- Travail à réaliser -
Pouvez-vous recopier le passage du texte sur la légende du Golem, en commençant à "Mais je ne serais" et en terminant à "protecteur, de bouclier ?", en substituant "repos" à "sommeil"?

- Extrait du texte -

La légende du Golem nous parle de la France sans Dieu soumise et Islamisée

Élie Wiesel nous parle de la légende du Golem. Le Golem est, selon la légende, un des êtres qui n’existent que pour autrui, qui vouent le moindre souffle, le moindre battement de paupières, la plus infime parcelle de leur existence à une vocation unique et sacrée : celle de protéger la vie, le sommeil et l’avenir de la communauté !  On le disait sot. On le disait stupide, attardé, demeuré.

Tel n’est pas mon avis. C’était un saint. Ce que je vous dis n’est que pure vérité. En tant que membre de la Sainte Confrérie du dernier devoir, j’ai conscience de la précarité de la vie et du pouvoir de la mort. Je sais combien ténu est le fil qui les relie. N’en est-il du reste pas de même du vrai et du faux ? On ne ment pas aux fossoyeurs. On ne les fait pas mentir.

Aussi, écoutez-moi : je déclare sous la foi du serment que “Yossel le muet” ou le “Golem d’argile” que le grand et célèbre rabbin Yehoudah Levaï de Prague, plus connu sous le nom de Maharal de mémoire bénie, créa en l’an 1580, mérite d’être remémoré jusqu’à la fin des temps par notre peuple, ce peuple persécuté, assassiné et pourtant immortel.

Nous lui devons d’évoquer son destin avec amour et gratitude. Si je vous dis que le Golem, eu égard à sa vocation et à ses exploits, était une créature accomplie, c’est parce qu’il nous manque.

Plus que jamais sa présence, et peut-être même son mystère, nous sont nécessaires.

Comme de coutume, l’année s’annonce sous le signe du châtiment ! Je le pressens à travers chacun de mes os. J’ai vécu trop d’épreuves pour ne pas savoir prédire ce que l’avenir nous réserve.

Oh bien sûr, j’ai foi en Dieu : je ne serais pas juif si j’évoluais dans le vide.

Mais je ne serais pas juif non plus si je n’avais pas peur. Que vous dire ? Je distingue des signes et je sais les interpréter. Il faut dire que j’en ai l’expérience. Sur le visage du mort, étendu sur la table de purification, où les membres de la Sainte Confrérie préparent le défunt à être enseveli, je ne lis pas seulement le passé mais aussi l’avenir. Je sais que certains entrent dans la mort, car ils ont choisi d’échapper à cet univers maudit qui nous abrite pour mieux nous dévorer.

Ah ! si seulement le Golem était parmi nous… Mon sommeil serait plus paisible.

Pourquoi le Maharal a-t-il cru bon de le soustraire à nous ? Croyait-il que la souffrance et l’injustice étaient révolues ? Que nous n’aurions désormais plus besoin de protecteur, de bouclier ?

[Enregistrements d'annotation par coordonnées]
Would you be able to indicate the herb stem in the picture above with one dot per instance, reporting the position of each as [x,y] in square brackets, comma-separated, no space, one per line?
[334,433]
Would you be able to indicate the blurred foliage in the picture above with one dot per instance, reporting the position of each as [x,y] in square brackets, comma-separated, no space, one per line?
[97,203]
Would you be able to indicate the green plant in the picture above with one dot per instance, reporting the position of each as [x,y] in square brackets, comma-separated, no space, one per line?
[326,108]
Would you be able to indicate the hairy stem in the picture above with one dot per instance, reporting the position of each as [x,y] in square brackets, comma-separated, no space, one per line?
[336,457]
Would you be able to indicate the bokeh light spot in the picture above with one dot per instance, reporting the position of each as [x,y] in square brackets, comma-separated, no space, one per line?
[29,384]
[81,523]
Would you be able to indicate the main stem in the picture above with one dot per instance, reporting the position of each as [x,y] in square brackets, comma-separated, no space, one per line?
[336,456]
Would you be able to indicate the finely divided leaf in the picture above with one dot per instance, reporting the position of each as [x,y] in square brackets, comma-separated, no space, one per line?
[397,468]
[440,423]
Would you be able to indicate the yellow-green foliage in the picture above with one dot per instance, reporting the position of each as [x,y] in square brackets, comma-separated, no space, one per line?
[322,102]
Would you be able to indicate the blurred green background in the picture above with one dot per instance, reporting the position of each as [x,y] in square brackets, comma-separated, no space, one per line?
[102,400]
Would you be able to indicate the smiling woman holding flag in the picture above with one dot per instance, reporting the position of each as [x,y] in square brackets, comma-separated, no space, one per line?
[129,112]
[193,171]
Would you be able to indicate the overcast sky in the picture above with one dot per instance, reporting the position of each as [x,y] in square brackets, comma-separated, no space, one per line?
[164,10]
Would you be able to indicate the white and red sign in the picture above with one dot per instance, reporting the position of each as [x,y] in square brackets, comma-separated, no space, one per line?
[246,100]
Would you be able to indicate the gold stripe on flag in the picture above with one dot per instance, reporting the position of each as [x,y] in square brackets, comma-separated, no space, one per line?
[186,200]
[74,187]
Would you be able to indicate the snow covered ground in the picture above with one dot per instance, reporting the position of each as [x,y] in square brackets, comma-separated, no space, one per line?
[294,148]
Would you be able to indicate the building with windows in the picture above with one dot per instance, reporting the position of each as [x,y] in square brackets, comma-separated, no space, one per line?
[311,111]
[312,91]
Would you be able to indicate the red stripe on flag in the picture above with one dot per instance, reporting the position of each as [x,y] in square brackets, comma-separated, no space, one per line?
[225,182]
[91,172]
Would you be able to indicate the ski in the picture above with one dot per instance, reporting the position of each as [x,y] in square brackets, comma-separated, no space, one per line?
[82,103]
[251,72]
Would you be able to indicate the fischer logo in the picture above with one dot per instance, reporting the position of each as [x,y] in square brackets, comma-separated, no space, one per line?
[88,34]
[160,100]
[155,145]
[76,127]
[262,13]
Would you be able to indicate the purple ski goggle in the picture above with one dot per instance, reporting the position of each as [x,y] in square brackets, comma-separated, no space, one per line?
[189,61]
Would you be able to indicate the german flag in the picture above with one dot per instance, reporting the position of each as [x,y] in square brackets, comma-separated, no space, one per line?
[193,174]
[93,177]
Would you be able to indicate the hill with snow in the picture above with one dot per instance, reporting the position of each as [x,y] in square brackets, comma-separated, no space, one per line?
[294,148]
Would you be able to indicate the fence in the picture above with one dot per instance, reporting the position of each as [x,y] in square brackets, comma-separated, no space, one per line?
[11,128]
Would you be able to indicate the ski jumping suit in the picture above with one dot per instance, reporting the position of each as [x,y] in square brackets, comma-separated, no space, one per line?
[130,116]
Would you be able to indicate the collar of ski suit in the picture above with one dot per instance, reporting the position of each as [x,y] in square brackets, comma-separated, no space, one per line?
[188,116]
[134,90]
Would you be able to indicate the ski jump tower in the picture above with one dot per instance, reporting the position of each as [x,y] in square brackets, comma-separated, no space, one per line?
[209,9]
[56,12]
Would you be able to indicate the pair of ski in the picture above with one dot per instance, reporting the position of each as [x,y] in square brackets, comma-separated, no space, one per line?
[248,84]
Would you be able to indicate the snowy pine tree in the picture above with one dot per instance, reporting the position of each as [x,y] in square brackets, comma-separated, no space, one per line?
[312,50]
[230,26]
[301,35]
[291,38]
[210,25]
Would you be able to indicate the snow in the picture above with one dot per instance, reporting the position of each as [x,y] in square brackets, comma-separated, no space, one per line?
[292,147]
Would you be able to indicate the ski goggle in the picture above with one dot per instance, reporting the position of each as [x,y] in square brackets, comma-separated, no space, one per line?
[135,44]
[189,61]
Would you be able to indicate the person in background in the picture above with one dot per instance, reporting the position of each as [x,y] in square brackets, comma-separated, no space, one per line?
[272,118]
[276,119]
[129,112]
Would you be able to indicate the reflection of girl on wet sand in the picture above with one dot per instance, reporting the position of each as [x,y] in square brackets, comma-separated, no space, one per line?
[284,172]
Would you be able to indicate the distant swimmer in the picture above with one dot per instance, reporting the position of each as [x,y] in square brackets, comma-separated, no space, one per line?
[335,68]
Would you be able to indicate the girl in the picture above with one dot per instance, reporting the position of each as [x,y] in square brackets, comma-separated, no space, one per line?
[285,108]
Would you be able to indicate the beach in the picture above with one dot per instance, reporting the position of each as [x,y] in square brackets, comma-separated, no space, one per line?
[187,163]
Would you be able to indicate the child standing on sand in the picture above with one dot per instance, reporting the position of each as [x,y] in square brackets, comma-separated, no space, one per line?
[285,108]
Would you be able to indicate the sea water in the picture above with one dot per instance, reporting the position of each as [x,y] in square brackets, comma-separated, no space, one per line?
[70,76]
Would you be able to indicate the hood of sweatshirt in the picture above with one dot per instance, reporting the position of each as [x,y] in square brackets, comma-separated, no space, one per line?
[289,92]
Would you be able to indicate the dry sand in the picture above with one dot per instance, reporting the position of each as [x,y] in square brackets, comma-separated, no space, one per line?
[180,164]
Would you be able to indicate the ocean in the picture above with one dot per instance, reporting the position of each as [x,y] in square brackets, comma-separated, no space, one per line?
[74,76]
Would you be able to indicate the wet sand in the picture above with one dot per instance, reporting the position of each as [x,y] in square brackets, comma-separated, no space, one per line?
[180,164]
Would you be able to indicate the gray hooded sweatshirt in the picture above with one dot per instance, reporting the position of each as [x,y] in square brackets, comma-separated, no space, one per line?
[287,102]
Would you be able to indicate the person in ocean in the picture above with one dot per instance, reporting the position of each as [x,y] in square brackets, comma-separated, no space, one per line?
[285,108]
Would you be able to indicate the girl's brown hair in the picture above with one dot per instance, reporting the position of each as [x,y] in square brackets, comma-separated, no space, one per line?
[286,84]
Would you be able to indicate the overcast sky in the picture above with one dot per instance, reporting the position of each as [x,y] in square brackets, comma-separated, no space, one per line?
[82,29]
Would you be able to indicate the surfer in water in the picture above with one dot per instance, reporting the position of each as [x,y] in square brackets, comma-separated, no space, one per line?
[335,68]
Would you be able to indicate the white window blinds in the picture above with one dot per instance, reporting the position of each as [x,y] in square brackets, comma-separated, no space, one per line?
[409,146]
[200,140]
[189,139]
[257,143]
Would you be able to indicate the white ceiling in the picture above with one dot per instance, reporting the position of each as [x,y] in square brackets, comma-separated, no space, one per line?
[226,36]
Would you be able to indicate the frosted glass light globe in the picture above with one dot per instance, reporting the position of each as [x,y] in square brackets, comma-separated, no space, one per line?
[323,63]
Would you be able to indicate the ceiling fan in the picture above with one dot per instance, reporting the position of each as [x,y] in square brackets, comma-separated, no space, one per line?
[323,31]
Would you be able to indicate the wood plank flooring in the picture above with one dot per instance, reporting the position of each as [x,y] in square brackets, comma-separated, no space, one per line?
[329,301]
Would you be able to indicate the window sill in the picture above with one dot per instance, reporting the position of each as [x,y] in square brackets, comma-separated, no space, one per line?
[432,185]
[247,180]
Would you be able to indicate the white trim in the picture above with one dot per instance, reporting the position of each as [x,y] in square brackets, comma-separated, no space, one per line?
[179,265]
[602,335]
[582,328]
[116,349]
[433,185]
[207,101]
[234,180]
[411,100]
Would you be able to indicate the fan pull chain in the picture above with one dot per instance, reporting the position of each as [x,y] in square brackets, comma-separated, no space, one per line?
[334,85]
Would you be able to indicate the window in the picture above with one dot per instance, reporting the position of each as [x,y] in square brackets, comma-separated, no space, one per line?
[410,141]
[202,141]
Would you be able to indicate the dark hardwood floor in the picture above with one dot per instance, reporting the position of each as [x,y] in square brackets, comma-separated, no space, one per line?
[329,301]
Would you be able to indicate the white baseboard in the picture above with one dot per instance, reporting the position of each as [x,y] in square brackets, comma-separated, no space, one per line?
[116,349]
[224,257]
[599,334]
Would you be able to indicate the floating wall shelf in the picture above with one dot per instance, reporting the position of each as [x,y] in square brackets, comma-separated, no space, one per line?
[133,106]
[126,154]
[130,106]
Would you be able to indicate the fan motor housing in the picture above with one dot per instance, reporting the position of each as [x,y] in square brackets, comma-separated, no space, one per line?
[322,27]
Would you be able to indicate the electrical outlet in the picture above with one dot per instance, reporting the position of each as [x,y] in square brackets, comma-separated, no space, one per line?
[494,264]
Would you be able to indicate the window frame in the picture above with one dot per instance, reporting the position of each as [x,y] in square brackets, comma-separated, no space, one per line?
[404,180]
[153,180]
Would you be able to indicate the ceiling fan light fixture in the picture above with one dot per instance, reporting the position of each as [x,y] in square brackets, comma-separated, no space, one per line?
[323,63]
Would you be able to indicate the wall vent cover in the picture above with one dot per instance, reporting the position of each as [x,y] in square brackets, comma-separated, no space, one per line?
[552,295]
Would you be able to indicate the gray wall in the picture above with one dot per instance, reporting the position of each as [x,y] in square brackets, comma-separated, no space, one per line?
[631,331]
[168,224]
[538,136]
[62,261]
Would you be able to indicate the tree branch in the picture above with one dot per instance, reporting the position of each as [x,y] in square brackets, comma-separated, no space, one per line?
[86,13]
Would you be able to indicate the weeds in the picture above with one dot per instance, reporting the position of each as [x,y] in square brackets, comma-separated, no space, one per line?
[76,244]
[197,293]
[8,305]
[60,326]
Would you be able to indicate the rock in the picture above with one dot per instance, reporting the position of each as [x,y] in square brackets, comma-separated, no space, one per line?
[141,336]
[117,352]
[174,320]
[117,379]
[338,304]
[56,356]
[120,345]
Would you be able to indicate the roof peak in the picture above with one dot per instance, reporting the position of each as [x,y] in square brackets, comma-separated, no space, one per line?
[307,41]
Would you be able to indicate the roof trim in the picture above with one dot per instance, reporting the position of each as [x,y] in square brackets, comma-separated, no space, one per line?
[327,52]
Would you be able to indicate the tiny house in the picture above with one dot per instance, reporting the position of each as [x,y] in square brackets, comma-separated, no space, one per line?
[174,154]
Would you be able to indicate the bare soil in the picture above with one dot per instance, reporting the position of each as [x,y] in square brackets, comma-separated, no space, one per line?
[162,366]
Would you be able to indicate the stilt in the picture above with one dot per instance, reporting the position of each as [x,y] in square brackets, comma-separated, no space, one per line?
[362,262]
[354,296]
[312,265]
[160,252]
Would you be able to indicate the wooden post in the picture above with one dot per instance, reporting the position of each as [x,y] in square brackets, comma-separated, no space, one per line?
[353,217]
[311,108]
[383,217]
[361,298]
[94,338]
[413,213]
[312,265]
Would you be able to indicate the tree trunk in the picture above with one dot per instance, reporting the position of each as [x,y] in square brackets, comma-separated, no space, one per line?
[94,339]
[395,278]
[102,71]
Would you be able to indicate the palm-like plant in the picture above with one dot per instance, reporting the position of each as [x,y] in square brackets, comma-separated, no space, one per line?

- Réponse -
Mais je ne serais pas juif non plus si je n’avais pas peur. Que vous dire ? Je distingue des signes et je sais les interpréter. Il faut dire que j’en ai l’expérience. Sur le visage du mort, étendu sur la table de purification, où les membres de la Sainte Confrérie préparent le défunt à être enseveli, je ne lis pas seulement le passé mais aussi l’avenir. Je sais que certains entrent dans la mort, car ils ont choisi d’échapper à cet univers maudit qui nous abrite pour mieux nous dévorer.

Ah ! si seulement le Golem était parmi nous… Mon repos serait plus paisible.

Pourquoi le Maharal a-t-il cru bon de le soustraire à nous ? Croyait-il que la souffrance et l’injustice étaient révolues ? Que nous n’aurions désormais plus besoin de protecteur, de bouclier ?